───── Textauszug

Rezension von Ralf Steinberg

 

Verlagsinfo:

Wer hat Schmil Grigorewitsch verraten? War es einer seiner schönen, talentierten Söhne? War es seine ehrgeizige, traurige Schwiegertochter? Oder war am Ende er selbst, der Schwarzhändler und gütige Familienpatriarch, daran schuld, dass er vom KGB verhaftet und zum Tode verurteilt wurde?

 

Rezension:

In Sechs Koffer erzählt Maxim Biller von seiner Familie. Die Geschichte setzt an dem Tag ein, da Billers Onkel Dima aus dem Gefängnis entlassen wurde, in dem er fünf Jahre wegen versuchter Republikflucht saß. Der Sechsjährige hockt im Kinderzimmer der Prager Altbauwohnung im Mai 1965 und glaubt, dass dieser Onkel seinen Großvater, den Taten, umgebracht hat.

──────────
───── Bereitgestelltes Material

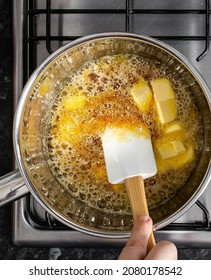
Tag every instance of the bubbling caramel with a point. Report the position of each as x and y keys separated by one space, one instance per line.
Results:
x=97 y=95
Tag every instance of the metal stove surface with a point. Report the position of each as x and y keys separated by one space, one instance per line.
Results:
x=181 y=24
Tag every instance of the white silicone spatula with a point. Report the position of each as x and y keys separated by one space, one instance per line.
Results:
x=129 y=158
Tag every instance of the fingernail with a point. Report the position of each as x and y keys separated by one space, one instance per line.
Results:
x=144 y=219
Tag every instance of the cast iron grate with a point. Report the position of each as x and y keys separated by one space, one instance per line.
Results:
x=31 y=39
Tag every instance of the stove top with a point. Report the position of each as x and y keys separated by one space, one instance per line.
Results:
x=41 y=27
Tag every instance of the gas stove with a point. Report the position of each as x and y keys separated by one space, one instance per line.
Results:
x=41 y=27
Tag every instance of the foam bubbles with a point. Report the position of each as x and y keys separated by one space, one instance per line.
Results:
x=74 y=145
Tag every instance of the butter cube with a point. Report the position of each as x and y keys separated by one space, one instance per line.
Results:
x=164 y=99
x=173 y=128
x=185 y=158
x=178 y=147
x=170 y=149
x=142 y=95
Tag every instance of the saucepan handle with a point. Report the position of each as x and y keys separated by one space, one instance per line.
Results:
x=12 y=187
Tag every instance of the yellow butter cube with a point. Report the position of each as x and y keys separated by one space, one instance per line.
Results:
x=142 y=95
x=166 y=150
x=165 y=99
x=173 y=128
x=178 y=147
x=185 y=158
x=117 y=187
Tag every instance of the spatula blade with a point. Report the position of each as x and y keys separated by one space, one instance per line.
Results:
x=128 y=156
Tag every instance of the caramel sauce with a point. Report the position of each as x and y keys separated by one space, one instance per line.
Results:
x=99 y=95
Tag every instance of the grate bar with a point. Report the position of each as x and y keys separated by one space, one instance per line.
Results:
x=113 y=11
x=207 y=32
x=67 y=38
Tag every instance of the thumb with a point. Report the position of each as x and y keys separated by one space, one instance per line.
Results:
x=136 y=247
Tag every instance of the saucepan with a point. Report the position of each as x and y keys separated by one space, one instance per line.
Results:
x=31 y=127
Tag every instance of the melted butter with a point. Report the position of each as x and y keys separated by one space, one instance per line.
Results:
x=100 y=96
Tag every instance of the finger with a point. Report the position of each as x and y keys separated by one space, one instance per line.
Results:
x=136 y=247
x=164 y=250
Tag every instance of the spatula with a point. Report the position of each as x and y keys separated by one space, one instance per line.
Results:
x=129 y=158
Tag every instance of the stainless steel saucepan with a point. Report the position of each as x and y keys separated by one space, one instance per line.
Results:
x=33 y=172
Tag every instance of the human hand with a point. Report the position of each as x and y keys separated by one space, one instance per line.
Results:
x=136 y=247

──────────
───── Bereitgestelltes Material

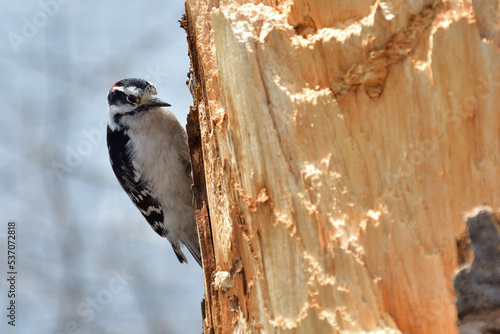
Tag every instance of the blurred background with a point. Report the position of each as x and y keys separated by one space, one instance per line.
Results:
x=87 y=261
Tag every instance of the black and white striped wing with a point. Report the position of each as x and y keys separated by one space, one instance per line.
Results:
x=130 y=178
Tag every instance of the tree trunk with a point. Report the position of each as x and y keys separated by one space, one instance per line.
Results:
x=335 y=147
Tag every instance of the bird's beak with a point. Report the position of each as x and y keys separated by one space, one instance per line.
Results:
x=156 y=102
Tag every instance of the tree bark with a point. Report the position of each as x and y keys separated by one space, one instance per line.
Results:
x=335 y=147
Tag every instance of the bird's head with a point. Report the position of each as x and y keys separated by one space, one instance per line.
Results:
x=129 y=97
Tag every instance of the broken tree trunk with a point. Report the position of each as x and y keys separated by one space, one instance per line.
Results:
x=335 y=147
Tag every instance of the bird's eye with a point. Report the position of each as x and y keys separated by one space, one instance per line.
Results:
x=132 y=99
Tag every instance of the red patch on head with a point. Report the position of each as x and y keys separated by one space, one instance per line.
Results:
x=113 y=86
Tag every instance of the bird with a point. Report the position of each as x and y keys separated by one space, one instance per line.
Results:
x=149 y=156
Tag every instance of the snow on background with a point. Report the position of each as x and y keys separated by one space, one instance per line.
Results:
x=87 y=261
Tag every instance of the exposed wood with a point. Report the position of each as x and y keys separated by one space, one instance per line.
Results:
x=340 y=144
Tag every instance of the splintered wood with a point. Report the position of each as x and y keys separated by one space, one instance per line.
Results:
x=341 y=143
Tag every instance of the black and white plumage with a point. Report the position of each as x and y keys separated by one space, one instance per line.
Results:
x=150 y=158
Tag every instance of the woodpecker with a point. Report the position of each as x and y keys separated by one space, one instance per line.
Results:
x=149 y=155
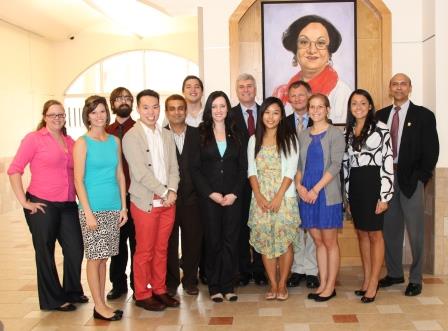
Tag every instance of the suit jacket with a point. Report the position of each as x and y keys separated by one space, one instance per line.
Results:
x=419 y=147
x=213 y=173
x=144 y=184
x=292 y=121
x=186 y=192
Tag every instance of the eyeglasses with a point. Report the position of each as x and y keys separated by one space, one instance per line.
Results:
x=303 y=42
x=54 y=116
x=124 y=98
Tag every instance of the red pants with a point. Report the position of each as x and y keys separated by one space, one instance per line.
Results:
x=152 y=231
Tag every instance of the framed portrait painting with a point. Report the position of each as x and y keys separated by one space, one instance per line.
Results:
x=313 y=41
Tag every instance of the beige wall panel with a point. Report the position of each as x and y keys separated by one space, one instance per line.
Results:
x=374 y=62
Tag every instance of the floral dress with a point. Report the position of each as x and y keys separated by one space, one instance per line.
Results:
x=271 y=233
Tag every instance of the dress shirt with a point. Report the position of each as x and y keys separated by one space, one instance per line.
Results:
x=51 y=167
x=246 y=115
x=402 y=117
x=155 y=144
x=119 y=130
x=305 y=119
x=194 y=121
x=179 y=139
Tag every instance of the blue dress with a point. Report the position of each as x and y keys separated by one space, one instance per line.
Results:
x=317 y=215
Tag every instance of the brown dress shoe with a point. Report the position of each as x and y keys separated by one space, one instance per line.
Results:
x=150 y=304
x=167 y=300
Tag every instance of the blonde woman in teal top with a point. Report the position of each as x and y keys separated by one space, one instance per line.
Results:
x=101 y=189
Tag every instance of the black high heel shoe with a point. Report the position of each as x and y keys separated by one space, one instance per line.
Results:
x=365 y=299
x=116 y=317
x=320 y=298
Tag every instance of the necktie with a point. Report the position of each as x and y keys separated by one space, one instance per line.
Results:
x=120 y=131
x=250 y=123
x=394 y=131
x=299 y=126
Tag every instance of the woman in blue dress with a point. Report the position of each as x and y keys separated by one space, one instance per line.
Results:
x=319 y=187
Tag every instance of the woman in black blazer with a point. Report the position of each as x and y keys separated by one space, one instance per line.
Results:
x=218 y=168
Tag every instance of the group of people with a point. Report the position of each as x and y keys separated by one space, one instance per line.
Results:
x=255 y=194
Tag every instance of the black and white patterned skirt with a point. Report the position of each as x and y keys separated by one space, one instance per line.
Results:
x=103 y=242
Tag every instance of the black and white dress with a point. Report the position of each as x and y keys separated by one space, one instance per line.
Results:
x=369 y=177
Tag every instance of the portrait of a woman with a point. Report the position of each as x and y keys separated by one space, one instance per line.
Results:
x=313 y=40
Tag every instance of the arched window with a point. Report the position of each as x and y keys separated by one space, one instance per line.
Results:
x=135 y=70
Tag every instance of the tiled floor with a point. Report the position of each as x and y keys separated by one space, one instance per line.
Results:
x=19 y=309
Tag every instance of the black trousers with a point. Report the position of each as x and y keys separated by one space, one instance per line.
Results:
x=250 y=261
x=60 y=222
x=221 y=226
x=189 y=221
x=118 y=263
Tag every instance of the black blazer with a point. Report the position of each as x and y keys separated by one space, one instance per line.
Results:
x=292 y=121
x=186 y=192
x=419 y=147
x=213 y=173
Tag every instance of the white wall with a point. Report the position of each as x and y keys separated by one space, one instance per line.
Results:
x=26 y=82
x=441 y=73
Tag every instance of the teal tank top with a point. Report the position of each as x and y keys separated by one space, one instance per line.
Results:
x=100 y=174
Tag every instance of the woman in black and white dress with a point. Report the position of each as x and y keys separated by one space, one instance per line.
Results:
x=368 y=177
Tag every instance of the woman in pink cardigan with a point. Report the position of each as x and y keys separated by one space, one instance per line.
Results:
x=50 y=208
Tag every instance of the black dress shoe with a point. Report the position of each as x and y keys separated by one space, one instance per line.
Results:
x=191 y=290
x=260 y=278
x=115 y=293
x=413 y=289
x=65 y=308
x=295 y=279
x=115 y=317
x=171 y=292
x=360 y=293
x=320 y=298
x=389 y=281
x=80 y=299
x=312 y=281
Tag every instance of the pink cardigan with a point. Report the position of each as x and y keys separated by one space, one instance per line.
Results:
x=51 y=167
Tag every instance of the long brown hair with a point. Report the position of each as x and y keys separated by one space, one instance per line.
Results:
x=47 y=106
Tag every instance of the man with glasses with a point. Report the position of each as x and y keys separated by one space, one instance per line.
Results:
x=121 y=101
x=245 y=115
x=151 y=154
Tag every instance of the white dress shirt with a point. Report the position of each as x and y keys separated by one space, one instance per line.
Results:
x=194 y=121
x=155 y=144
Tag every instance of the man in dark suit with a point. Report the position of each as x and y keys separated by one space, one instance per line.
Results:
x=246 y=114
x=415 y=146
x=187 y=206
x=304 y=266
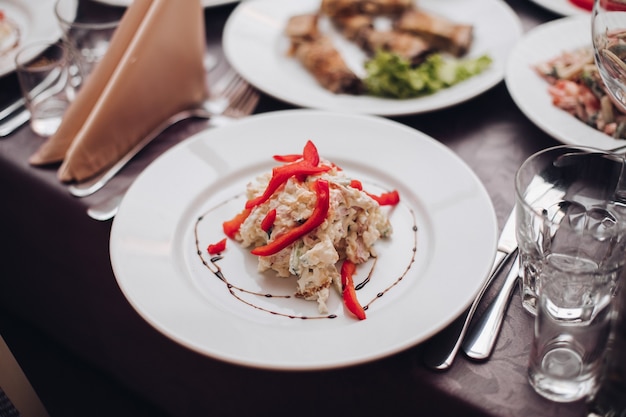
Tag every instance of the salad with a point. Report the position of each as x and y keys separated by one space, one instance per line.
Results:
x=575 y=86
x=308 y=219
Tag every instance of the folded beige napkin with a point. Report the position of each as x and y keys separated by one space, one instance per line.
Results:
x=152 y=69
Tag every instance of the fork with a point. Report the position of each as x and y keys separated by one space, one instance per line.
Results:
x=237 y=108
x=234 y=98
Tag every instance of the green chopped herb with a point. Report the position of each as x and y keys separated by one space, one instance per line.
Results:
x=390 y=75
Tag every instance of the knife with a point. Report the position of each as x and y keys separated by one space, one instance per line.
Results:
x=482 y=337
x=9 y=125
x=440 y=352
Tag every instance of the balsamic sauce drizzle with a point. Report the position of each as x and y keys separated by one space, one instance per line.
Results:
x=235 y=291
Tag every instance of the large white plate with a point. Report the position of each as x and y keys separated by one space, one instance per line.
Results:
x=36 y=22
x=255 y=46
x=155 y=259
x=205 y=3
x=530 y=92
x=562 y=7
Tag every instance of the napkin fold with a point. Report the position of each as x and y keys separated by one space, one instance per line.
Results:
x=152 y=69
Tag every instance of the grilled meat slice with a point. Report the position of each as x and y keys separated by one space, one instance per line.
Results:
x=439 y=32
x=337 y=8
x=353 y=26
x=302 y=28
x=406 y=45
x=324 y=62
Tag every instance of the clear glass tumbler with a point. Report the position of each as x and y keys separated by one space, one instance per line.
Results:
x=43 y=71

──────────
───── Bereitgestelltes Material

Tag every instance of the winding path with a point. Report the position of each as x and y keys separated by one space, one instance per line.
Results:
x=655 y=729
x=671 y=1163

──────────

Aufgaben:
[a] Erklären Sie anhand des Textauszugs, warum Onkel Dima im Gefängnis war.
[b] Beantworten Sie die folgenden Fragen zum Textauszug.
(i) Von wem wurde Schmil Grigorewitsch verhaftet, und wozu wurde er verurteilt?
(ii) Wo und wann hockt der Sechsjährige?
(iii) Wen hat Onkel Dima nach dem Glauben des Sechsjährigen umgebracht?

Lösungen:
[a] Onkel Dima saß wegen versuchter Republikflucht im Gefängnis, und zwar fünf Jahre lang.

[b]
(i) Er wurde vom KGB verhaftet und zum Tode verurteilt.
(ii) Er hockt im Mai 1965 im Kinderzimmer der Prager Altbauwohnung.
(iii) Er glaubt, dass Onkel Dima seinen Großvater, den Taten, umgebracht hat.